Your goal - Reproduce, without any change, the span of lines from the opening of the records below to the line containing "positive clicks: (556, 261)", inclusive.

[Segmentation mask data]
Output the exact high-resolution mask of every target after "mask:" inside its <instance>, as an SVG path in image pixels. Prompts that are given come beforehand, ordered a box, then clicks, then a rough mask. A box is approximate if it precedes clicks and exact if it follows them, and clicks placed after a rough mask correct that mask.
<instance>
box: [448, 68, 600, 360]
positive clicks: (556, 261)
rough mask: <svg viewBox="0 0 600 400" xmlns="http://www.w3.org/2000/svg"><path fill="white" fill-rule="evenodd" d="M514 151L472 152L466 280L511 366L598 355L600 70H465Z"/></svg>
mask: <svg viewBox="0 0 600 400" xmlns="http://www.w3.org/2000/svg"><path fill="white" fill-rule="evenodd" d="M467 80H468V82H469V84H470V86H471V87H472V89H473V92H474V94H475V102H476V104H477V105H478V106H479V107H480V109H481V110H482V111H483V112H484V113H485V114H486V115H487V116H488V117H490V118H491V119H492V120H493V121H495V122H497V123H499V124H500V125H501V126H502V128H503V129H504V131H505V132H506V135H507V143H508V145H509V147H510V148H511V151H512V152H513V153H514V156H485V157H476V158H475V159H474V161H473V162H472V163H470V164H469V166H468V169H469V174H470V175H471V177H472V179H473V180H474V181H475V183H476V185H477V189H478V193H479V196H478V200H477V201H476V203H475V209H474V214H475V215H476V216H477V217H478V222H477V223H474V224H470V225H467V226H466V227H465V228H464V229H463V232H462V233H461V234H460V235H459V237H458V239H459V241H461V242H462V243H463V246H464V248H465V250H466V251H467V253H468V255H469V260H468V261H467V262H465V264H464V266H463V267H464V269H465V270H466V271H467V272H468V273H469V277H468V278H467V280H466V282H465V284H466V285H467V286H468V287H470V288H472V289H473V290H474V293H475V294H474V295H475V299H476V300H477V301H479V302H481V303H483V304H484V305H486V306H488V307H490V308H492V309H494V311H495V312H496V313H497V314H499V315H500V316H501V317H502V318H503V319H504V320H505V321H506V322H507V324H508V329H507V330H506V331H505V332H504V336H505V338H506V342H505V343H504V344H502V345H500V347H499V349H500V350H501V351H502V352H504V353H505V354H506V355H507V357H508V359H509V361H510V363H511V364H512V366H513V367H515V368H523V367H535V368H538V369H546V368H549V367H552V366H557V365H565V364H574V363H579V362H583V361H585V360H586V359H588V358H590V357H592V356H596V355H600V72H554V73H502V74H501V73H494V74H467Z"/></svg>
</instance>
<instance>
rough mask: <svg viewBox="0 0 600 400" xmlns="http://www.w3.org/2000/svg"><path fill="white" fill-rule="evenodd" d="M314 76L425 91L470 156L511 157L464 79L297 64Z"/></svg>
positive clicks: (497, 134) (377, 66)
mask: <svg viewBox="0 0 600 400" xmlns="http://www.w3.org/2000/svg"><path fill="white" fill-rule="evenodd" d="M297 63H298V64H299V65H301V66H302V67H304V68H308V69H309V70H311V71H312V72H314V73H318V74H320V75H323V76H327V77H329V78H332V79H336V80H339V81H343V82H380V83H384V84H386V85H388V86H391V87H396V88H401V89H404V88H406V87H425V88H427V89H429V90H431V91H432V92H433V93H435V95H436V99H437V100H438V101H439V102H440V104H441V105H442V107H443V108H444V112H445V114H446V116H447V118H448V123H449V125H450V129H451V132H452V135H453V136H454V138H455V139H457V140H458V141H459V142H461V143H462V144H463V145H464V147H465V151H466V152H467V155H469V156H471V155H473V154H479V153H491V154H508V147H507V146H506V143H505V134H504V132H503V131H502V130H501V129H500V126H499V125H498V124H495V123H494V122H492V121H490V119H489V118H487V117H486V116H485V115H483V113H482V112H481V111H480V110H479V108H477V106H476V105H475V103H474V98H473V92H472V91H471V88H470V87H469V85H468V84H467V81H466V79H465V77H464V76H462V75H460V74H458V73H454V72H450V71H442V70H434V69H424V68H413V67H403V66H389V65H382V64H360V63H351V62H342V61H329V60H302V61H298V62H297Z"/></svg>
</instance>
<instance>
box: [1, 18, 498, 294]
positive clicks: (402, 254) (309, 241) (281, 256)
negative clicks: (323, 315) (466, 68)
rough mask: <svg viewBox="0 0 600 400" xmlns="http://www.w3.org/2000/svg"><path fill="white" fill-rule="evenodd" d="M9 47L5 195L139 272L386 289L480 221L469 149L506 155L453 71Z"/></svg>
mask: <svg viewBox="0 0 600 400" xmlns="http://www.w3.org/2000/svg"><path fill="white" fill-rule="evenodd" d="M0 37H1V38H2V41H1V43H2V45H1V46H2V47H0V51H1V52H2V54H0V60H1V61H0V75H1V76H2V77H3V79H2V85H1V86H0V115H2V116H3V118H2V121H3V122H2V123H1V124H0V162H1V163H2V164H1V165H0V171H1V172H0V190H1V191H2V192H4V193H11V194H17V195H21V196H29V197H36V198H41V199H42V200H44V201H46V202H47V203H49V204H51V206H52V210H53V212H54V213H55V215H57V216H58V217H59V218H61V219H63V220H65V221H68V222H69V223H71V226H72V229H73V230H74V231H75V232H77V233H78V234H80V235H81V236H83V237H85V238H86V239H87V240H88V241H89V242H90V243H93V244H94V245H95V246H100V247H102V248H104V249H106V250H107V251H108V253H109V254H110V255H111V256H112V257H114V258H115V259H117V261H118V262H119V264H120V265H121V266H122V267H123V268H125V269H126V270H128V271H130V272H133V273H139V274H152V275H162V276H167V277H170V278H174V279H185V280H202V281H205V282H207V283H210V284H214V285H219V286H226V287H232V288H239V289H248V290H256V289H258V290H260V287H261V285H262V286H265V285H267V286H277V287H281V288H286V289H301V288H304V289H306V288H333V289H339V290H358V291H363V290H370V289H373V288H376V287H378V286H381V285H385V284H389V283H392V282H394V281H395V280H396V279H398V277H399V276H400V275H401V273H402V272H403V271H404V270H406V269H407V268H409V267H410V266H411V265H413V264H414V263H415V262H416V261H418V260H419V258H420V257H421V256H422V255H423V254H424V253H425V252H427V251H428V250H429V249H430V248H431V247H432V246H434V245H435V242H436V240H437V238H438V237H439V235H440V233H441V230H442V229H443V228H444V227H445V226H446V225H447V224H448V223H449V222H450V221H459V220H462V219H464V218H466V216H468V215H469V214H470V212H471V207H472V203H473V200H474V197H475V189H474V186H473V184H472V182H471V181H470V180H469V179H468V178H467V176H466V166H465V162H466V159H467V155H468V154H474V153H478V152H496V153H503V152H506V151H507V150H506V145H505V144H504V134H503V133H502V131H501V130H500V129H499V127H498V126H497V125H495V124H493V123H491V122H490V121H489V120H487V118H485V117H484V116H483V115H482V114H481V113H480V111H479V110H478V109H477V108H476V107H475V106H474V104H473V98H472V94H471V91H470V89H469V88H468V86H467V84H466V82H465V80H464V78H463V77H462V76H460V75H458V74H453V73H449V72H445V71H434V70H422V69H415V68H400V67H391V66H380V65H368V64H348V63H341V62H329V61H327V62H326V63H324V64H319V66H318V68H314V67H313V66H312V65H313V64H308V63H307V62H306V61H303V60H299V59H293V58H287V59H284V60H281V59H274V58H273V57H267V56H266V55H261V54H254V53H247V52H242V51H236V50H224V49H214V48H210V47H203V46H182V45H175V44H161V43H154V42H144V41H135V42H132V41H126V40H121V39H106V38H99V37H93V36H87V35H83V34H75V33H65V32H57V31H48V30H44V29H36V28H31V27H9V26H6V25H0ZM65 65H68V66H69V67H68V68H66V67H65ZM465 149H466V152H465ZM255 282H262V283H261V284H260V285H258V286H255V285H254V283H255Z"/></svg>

Result -
Output the exact high-resolution mask of every target after "mask:" inside its <instance>, as an SVG path in image pixels. Prompts that are given come beforehand, ordered a box, then clicks, then a rough mask. A box is approximate if it precedes clicks and exact if it follows them, and clicks placed after a rough mask correct that mask.
<instance>
box: [448, 68, 600, 360]
positive clicks: (556, 261)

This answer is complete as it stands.